### WORK TO DO
Rewrite everything from the line containing "The cobblestone street" down to the line containing "[804,432,822,467]", both included, keeping the request lines as they are and shifting every bounding-box coordinate up by 117. Leave all other rows out.

### RECORDS
++++

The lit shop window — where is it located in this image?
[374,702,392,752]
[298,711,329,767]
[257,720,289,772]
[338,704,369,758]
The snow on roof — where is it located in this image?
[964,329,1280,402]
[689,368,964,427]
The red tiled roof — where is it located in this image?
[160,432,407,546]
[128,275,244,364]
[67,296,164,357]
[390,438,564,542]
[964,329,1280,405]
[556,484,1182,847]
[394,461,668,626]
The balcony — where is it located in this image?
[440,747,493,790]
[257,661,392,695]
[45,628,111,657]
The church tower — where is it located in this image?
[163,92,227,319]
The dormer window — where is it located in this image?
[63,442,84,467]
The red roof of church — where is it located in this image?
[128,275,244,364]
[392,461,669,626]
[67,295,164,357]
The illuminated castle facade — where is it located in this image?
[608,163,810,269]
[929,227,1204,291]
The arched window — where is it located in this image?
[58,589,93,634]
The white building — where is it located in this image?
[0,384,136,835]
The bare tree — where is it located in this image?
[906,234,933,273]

++++

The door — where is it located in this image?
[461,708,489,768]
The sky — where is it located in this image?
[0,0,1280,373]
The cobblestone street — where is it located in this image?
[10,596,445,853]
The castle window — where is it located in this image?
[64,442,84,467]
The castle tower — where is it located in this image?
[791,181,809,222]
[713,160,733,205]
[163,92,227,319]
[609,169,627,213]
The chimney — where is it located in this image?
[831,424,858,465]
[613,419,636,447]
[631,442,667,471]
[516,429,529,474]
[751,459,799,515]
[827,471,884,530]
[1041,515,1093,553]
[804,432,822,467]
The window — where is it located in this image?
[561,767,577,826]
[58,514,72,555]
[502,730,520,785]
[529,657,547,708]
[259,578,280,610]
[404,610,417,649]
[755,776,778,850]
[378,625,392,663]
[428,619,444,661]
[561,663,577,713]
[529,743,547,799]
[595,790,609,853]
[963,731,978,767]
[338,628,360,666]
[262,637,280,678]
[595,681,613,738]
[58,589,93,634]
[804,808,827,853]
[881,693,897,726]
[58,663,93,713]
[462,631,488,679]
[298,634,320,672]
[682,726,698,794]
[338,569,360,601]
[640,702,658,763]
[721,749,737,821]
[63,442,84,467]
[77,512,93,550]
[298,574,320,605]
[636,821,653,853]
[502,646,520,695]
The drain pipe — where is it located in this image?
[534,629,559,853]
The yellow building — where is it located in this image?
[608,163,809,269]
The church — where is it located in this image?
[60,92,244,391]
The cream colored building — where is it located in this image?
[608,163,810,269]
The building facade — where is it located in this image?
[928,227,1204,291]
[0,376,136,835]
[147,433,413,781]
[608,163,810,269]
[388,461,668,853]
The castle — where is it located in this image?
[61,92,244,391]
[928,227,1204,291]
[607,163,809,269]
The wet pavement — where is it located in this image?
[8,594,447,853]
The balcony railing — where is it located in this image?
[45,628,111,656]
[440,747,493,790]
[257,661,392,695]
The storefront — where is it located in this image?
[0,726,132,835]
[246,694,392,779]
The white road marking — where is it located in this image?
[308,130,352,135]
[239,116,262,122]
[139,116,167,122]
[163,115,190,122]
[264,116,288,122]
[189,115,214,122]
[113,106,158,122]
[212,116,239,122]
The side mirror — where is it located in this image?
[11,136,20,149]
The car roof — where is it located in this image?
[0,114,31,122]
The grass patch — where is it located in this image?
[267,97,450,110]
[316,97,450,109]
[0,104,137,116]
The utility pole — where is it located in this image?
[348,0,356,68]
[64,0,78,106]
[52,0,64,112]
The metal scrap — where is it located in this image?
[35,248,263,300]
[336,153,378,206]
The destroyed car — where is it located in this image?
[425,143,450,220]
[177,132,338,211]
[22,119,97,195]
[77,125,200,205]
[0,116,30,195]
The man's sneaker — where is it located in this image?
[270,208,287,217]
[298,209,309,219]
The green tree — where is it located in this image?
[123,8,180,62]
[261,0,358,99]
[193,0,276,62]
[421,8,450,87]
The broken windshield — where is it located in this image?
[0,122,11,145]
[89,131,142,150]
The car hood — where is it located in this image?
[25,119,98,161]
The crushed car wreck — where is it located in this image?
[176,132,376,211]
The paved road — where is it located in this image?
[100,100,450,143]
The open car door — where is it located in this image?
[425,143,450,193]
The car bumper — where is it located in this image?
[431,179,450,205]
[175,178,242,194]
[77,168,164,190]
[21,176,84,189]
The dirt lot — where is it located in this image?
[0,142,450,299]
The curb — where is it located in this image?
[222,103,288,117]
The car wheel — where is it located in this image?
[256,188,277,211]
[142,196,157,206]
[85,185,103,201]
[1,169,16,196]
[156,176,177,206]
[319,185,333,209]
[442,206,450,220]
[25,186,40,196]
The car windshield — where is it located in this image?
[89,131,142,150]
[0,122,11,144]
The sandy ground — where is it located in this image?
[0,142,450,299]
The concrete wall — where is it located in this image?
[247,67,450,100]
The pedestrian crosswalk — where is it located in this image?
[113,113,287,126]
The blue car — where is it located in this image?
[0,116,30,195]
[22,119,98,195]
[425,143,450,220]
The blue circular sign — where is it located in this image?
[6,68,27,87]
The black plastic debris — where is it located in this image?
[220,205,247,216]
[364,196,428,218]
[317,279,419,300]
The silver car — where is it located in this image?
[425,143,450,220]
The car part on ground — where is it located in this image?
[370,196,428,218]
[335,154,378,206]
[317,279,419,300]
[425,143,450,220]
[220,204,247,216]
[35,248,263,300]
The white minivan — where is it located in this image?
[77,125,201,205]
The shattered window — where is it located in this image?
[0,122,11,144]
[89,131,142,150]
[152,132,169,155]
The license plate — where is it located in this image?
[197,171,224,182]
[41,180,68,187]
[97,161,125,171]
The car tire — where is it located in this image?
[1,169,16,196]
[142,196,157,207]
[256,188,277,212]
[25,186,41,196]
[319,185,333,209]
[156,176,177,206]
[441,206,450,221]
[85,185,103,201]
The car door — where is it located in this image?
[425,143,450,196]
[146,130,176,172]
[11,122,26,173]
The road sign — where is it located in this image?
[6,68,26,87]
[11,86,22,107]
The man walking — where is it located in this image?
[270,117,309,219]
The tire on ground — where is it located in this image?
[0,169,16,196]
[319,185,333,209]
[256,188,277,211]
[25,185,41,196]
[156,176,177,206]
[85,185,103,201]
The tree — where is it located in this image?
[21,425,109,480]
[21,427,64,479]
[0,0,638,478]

++++

### ANSWER BELOW
The cobblestone street — where is it located in this image?
[127,713,562,970]
The castle window — where is it located in this image?
[181,559,201,584]
The castle tower — where is it located in this image?
[908,298,926,339]
[830,277,850,322]
[280,209,344,436]
[726,286,744,330]
The chimney — where is it located in this image?
[948,541,975,582]
[730,536,753,564]
[748,559,784,588]
[633,546,646,591]
[868,576,916,632]
[944,588,1001,647]
[1158,632,1210,670]
[921,549,939,584]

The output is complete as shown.